EXTRACTED DATA:
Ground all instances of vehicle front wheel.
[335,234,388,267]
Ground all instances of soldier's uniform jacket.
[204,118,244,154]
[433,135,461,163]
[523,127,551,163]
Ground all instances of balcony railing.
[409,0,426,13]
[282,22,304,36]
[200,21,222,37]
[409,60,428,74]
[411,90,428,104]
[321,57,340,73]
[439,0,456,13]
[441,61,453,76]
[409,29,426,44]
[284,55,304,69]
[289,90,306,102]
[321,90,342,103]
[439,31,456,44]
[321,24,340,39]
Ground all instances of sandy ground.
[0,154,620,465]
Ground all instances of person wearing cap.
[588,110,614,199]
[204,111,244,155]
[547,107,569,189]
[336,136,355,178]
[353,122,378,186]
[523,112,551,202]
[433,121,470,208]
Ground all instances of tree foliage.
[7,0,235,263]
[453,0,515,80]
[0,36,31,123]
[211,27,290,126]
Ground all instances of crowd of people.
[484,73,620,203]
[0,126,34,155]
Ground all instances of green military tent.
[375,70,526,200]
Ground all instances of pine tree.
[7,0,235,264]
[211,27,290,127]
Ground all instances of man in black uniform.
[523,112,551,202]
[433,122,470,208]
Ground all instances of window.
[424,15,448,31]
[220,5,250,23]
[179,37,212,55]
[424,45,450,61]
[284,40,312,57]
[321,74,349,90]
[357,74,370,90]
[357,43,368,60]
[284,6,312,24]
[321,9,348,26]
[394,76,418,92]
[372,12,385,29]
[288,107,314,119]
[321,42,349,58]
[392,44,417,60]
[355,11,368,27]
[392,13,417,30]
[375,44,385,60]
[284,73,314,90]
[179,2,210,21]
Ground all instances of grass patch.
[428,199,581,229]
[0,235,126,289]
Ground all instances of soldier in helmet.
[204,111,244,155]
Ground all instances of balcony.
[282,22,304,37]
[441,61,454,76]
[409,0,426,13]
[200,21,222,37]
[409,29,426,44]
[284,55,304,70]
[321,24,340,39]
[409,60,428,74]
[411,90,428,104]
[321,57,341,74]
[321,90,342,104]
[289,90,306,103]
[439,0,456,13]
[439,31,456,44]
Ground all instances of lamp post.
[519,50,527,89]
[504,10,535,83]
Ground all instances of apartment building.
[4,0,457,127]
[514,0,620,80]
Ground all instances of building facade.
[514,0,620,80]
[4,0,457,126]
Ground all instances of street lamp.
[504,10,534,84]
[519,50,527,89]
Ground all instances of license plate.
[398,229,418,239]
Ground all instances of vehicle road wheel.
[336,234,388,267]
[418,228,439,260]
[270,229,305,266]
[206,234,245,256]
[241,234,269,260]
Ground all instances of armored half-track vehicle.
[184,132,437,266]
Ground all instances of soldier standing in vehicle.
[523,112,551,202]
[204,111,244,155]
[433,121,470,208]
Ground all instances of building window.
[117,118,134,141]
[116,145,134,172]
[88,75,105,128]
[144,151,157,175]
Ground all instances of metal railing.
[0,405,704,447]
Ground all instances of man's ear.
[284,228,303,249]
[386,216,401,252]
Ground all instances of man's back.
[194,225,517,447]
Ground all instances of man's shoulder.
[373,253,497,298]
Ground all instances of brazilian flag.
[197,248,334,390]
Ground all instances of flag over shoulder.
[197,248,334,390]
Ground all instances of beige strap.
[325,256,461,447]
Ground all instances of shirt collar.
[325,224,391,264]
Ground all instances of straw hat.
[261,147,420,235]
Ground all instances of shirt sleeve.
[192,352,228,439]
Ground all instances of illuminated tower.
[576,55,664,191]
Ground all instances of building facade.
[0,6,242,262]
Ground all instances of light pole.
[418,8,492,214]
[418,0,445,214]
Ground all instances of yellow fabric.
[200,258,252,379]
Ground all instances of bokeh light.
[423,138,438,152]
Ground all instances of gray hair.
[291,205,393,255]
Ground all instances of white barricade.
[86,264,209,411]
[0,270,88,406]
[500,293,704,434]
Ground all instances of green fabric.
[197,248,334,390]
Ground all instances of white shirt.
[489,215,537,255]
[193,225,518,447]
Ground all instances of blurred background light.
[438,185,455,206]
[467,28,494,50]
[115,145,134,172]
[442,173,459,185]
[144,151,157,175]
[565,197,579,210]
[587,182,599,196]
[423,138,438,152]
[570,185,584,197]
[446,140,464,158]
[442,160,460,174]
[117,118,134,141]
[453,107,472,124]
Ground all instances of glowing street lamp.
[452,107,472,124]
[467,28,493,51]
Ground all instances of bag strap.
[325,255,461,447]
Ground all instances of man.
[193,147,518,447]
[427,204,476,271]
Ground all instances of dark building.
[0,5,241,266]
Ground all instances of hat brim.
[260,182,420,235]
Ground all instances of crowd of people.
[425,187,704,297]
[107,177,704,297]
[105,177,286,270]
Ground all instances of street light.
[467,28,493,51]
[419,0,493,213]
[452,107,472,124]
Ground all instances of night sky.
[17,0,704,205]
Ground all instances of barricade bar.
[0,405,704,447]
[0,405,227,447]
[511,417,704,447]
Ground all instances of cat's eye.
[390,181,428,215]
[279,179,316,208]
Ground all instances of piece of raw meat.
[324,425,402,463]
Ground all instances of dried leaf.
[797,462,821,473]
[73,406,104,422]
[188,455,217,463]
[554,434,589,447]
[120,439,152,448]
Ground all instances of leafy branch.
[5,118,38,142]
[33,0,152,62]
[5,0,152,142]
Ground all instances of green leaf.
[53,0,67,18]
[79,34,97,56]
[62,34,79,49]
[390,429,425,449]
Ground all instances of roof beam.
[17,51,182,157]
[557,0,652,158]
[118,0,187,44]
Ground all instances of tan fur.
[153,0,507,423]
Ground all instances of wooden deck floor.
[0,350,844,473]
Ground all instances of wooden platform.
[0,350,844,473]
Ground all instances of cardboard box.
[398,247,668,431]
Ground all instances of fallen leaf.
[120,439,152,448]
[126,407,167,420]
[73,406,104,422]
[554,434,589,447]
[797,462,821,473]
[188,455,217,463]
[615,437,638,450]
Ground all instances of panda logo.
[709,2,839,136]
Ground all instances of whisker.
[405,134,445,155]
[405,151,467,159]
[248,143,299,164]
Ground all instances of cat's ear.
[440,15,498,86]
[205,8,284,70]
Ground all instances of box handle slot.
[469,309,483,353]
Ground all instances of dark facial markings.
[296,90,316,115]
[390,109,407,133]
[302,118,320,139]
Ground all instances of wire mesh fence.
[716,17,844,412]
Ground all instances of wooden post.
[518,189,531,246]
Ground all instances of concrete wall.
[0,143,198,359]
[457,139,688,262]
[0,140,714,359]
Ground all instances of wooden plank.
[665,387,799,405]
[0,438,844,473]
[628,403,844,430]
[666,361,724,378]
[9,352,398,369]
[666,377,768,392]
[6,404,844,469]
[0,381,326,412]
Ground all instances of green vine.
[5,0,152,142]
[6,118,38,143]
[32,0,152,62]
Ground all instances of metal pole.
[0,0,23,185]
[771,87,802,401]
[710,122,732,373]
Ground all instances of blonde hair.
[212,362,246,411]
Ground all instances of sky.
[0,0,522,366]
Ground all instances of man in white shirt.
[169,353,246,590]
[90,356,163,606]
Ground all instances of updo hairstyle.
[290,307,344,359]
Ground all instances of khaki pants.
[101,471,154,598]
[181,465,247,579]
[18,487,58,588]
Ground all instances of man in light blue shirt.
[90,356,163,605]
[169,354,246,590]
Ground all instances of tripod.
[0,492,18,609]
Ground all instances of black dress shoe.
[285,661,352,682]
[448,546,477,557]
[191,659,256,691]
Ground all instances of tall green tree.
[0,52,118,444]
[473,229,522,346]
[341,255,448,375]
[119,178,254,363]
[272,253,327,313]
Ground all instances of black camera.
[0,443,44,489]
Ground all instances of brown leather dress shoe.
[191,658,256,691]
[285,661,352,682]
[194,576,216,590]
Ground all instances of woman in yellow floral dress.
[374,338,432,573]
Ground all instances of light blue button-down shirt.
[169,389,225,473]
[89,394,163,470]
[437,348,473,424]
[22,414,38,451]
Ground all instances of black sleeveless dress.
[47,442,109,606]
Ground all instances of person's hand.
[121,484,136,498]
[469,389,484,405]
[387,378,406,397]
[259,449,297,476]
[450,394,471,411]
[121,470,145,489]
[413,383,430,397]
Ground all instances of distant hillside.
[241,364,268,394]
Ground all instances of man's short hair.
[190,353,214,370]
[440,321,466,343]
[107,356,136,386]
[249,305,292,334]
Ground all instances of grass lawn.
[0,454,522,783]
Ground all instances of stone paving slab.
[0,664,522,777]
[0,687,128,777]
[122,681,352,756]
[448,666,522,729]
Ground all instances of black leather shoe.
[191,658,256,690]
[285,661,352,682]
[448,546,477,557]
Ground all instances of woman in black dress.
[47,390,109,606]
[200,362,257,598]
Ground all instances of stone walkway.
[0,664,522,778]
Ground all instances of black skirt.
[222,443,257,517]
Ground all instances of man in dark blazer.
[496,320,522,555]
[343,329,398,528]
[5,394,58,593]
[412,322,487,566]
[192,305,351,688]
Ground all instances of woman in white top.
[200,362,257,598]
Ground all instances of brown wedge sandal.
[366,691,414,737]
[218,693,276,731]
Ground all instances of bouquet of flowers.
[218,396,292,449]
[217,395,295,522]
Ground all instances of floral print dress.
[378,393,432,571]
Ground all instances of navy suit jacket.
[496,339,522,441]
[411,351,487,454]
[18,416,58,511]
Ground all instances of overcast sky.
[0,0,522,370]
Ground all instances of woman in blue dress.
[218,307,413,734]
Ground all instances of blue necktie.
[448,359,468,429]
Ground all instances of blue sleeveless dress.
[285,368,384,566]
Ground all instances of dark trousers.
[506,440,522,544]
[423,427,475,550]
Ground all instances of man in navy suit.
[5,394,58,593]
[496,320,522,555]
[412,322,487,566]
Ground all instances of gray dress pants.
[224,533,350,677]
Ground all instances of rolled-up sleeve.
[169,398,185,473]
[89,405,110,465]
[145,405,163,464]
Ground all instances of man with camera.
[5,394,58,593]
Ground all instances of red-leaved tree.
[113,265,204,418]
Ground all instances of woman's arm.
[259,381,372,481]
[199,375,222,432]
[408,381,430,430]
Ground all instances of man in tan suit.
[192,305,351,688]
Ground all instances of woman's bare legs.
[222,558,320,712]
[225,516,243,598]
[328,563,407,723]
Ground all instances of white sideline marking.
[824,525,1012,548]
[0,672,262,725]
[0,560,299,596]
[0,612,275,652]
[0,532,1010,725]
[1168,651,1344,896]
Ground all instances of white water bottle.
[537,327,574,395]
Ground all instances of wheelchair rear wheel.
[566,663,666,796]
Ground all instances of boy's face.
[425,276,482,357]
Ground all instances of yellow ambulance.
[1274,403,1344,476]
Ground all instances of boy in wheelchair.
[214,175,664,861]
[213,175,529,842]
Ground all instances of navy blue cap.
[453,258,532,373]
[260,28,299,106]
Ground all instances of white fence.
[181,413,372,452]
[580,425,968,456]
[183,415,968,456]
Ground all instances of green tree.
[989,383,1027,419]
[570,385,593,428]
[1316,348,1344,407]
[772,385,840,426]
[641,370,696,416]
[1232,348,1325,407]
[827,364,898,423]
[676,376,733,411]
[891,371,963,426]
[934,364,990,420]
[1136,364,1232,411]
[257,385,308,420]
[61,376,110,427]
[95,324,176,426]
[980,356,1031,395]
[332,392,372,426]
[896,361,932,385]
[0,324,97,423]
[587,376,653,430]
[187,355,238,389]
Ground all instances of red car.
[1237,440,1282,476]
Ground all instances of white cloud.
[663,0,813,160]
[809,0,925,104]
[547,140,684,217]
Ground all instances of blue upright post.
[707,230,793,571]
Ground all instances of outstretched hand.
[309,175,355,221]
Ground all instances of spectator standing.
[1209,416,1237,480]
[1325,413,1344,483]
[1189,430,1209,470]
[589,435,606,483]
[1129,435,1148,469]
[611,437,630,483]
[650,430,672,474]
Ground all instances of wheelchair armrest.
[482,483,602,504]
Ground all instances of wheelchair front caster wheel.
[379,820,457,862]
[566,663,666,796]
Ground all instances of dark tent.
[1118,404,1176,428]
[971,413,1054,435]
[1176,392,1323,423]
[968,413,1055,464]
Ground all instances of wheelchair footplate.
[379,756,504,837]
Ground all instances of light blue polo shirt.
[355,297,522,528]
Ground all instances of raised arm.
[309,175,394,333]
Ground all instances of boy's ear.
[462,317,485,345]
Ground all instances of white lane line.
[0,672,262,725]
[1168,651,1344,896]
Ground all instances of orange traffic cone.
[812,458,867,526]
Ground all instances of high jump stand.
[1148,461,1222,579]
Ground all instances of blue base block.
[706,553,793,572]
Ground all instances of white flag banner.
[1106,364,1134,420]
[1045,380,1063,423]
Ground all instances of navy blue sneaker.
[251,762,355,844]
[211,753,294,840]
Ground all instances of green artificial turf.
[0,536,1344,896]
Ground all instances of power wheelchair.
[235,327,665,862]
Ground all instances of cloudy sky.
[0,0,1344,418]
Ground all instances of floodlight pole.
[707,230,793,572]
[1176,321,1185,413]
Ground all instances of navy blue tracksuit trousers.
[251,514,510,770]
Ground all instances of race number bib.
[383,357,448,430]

DO THIS: Could you recast the entries as a Markdown table with the columns No. and Entry Line, starting at the line containing "Ground all instances of wooden plank." and ending at the line containing "[0,0,522,366]", both included? Number each row, include only those lines, and skip any blank ones.

THE RESULT:
| No. | Entry Line |
|---|---|
| 1 | Ground all instances of wooden plank. |
| 2 | [665,387,799,405] |
| 3 | [0,438,844,473] |
| 4 | [628,403,844,430] |
| 5 | [666,361,724,378] |
| 6 | [9,352,398,369] |
| 7 | [666,377,768,392] |
| 8 | [6,404,844,469] |
| 9 | [0,381,326,412] |
| 10 | Ground all instances of green vine. |
| 11 | [5,0,152,142] |
| 12 | [6,118,38,143] |
| 13 | [32,0,152,62] |
| 14 | Ground all instances of metal pole. |
| 15 | [0,0,23,185] |
| 16 | [771,87,802,401] |
| 17 | [710,122,732,373] |
| 18 | Ground all instances of blonde hair. |
| 19 | [212,362,246,411] |
| 20 | Ground all instances of sky. |
| 21 | [0,0,522,366] |